SEMINAR INDUSTRIALISASI ALA BUDAYA INDONESIA
Untaian pemikiran
Oleh: djoko adi walujo
INDUSTRI ITU BUKAN KLAIM
ETNIS, TAPI SEBUAH HUMANITY DRIVEN.
Ketika mendapat tawaran sebagai pemateri di seminar yang
bertajuk Industrialisasi ala budaya
Indonesia saya harus memutar haluan 180 derajat, karena yang saya pahami bahwa
industri itu berada di aras global. Industri sebagai budi daya pikir manusia
sejatinya, produk apapun yang dihasilkan bersifat universal dan komunal, bahwa industri
lahir untuk kepentingan manusia tanpa harus memperhatikan latar belakang. Industri dilahirkan bukan untuk suku tertentu
atau bangsa tertentu, namun untuk kemaslahatan manusia di muka bumi tak akan
mempedulikan siapa yang membuat (maker) dan siapa yang memakainya (user).
Kita kenal bahwa Wright bersaudara (Wright
brothers), Orville
(19 Agustus 1871 - 30 January 1948) dan Wilbur
(16 April 1867 - 30 May 1912), adalah dua bersaudara yang pernah berhasil
menerbangkan pesawat terbang (17 Desember 1903). Sementara sekarang muncul klaim
baru bahwa manusia yang berhasil terbang adalah seorang muslim Abbas Ibn
Firnas, matematikawan, astronom, fisikawan, dan ahli
penerbangan Muslim dari abad ke-9. Karena hasil karya industri bersifat universal
dan komunal, tentu klaim apapun bentuknya bukan menjadi masalah, misal penemu pengobatan hepatitis C, (Barukh Bloomberg), kemudian penemu Google (Sergey Brin),
tidak akan dan tak perlu untuk dicari asal usulnya, yang penting adalah manfaat
dari karya.

************

- [TUGAS TERTULIS 1] Cari semua baris di bawah ini yang memuat kata "camera", lalu salin tiap baris itu. Huruf besar dan kecil harus sama persis.

[Entri penunjukan objek berlabel]
************

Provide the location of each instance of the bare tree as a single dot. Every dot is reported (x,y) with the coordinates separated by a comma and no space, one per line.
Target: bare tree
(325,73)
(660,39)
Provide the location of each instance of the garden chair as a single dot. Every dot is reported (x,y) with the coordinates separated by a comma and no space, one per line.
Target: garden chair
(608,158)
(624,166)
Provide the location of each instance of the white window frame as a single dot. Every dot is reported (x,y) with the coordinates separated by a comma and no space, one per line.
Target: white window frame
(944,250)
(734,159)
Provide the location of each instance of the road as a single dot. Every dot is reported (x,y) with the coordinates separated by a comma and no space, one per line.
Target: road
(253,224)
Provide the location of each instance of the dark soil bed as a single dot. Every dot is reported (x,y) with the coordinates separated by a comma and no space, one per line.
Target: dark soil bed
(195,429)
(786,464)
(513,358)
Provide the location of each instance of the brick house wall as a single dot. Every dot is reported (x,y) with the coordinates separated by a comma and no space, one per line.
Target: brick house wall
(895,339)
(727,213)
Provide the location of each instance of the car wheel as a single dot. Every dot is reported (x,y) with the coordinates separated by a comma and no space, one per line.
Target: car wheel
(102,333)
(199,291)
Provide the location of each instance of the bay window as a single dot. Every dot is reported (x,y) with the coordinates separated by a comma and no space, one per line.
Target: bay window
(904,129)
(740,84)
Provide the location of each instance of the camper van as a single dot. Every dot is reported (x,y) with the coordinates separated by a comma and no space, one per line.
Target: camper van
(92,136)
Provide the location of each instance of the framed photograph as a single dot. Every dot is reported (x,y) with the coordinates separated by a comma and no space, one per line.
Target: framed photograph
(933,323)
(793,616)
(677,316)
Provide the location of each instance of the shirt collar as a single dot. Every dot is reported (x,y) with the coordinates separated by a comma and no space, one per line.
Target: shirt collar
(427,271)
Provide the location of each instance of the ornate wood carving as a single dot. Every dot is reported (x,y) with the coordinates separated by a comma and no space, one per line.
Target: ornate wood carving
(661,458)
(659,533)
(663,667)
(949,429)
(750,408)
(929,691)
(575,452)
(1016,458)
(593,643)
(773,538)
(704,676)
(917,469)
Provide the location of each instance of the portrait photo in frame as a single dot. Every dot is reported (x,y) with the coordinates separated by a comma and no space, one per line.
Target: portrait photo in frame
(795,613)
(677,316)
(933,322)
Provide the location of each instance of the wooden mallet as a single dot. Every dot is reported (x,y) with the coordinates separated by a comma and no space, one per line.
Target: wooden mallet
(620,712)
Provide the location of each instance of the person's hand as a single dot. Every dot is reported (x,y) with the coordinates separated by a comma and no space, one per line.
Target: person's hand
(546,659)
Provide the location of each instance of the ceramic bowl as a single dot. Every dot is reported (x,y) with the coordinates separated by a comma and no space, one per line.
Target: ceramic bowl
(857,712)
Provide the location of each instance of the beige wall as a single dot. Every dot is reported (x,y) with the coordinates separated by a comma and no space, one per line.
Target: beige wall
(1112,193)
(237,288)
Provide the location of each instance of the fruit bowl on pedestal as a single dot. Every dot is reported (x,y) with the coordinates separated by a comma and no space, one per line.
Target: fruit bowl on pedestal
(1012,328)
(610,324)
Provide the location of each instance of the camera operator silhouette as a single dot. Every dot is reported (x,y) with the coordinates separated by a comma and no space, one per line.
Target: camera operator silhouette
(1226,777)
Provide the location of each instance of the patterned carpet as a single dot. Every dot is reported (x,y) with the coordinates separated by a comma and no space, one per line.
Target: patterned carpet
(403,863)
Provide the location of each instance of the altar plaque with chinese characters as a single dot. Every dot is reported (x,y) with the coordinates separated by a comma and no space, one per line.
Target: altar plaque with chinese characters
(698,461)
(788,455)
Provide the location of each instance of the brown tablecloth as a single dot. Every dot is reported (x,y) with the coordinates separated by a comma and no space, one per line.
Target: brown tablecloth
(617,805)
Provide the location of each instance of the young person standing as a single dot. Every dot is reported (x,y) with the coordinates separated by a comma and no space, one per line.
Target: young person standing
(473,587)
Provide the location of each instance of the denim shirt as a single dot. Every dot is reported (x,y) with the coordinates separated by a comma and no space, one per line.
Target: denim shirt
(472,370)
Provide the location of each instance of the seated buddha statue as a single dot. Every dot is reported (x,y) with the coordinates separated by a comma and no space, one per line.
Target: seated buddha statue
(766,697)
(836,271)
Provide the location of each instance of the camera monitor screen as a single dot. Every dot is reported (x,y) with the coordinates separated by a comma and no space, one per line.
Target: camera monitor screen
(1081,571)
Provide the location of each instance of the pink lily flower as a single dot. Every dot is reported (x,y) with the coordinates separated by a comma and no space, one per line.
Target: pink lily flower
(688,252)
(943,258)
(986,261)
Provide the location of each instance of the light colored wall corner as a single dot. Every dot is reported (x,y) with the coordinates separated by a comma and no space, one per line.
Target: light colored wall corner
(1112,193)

************

- [TUGAS TERTULIS 2] Tulis ulang seluruh tulisan tentang industrialisasi ala budaya Indonesia di atas, tanpa mengubah satu huruf pun.

- [JAWABAN LATIHAN 1]
Provide the location of each instance of the camera operator silhouette as a single dot. Every dot is reported (x,y) with the coordinates separated by a comma and no space, one per line.
Target: camera operator silhouette
Provide the location of each instance of the camera monitor screen as a single dot. Every dot is reported (x,y) with the coordinates separated by a comma and no space, one per line.
Target: camera monitor screen

- [JAWABAN LATIHAN 2]
SEMINAR INDUSTRIALISASI ALA BUDAYA INDONESIA
Untaian pemikiran
Oleh: djoko adi walujo
INDUSTRI ITU BUKAN KLAIM
ETNIS, TAPI SEBUAH HUMANITY DRIVEN.
Ketika mendapat tawaran sebagai pemateri di seminar yang
bertajuk Industrialisasi ala budaya
Indonesia saya harus memutar haluan 180 derajat, karena yang saya pahami bahwa
industri itu berada di aras global. Industri sebagai budi daya pikir manusia
sejatinya, produk apapun yang dihasilkan bersifat universal dan komunal, bahwa industri
lahir untuk kepentingan manusia tanpa harus memperhatikan latar belakang. Industri dilahirkan bukan untuk suku tertentu
atau bangsa tertentu, namun untuk kemaslahatan manusia di muka bumi tak akan
mempedulikan siapa yang membuat (maker) dan siapa yang memakainya (user).
Kita kenal bahwa Wright bersaudara (Wright
brothers), Orville
(19 Agustus 1871 - 30 January 1948) dan Wilbur
(16 April 1867 - 30 May 1912), adalah dua bersaudara yang pernah berhasil
menerbangkan pesawat terbang (17 Desember 1903). Sementara sekarang muncul klaim
baru bahwa manusia yang berhasil terbang adalah seorang muslim Abbas Ibn
Firnas, matematikawan, astronom, fisikawan, dan ahli
penerbangan Muslim dari abad ke-9. Karena hasil karya industri bersifat universal
dan komunal, tentu klaim apapun bentuknya bukan menjadi masalah, misal penemu pengobatan hepatitis C, (Barukh Bloomberg), kemudian penemu Google (Sergey Brin),
tidak akan dan tak perlu untuk dicari asal usulnya, yang penting adalah manfaat
dari karya.